## PASSAGE PROVIDED
....

I don’t agree. LLMs are by design probabilistic. Chainsaws aren’t designed to be probabilistic, and any functionality that is probabilistic (aside from philosophical questions about what it is possible to be certain about, YKWIM) is aimed to be minimised. You’re supposed to be able to give the same model the same prompt twice and get two different answers. You’re not meant to be able to use a chainsaw the same way on the same object and have it cut significantly differently. You’re inherently leaving much more to chance by using LLMs to generate code, and creating more work for yourself as you have to review LLM code, which is generally lower quality than human-written code.
And that’s a strength as compared with the machines that have attempted 100% determinisim since the days of Lady Ada and Charles Babbage. It also makes it a different beast which must be handled differently than a rigid machine.
Like creative writers. The Late Show monologue wouldn’t be very good if the writers used the exact same formula every night.
Not if you give proper (complete and testable) requirements. I’d argue that LLMs are no more “unpredictable” than a pool of randomly selected human programmers.
This is where the power of diversity / randomness comes into play: with proper (complete and testable) requirements, the randomized agents, be they LLMs or consultants for hire, will iterate until they meet the requirements or give up / run out of time or resources.

....

## SOURCE MATERIAL
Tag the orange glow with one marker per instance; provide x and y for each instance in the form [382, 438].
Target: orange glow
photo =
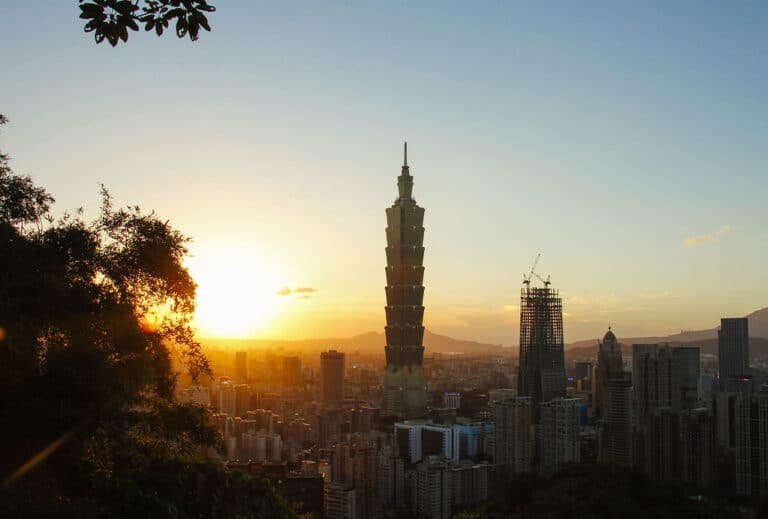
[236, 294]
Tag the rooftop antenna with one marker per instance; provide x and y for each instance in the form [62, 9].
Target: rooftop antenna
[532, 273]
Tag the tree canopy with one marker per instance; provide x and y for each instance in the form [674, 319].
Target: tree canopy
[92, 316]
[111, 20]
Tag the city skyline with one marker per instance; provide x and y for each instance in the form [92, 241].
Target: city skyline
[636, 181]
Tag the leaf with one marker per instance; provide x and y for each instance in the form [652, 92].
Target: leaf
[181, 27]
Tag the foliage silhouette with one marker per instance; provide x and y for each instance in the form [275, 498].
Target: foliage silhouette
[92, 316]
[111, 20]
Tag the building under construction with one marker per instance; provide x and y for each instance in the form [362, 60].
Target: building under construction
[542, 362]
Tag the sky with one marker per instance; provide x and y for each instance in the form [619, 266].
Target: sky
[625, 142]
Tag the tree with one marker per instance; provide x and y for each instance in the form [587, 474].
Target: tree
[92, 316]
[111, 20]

....

## WHAT IS NEEDED
Extract the part of the LLM discussion that starts at "Like creative writers." and ends at "time or resources.", word for word. Rely only on the LLM discussion, not on the material.

## ANSWER FOR THIS EXERCISE
Like creative writers. The Late Show monologue wouldn’t be very good if the writers used the exact same formula every night.
Not if you give proper (complete and testable) requirements. I’d argue that LLMs are no more “unpredictable” than a pool of randomly selected human programmers.
This is where the power of diversity / randomness comes into play: with proper (complete and testable) requirements, the randomized agents, be they LLMs or consultants for hire, will iterate until they meet the requirements or give up / run out of time or resources.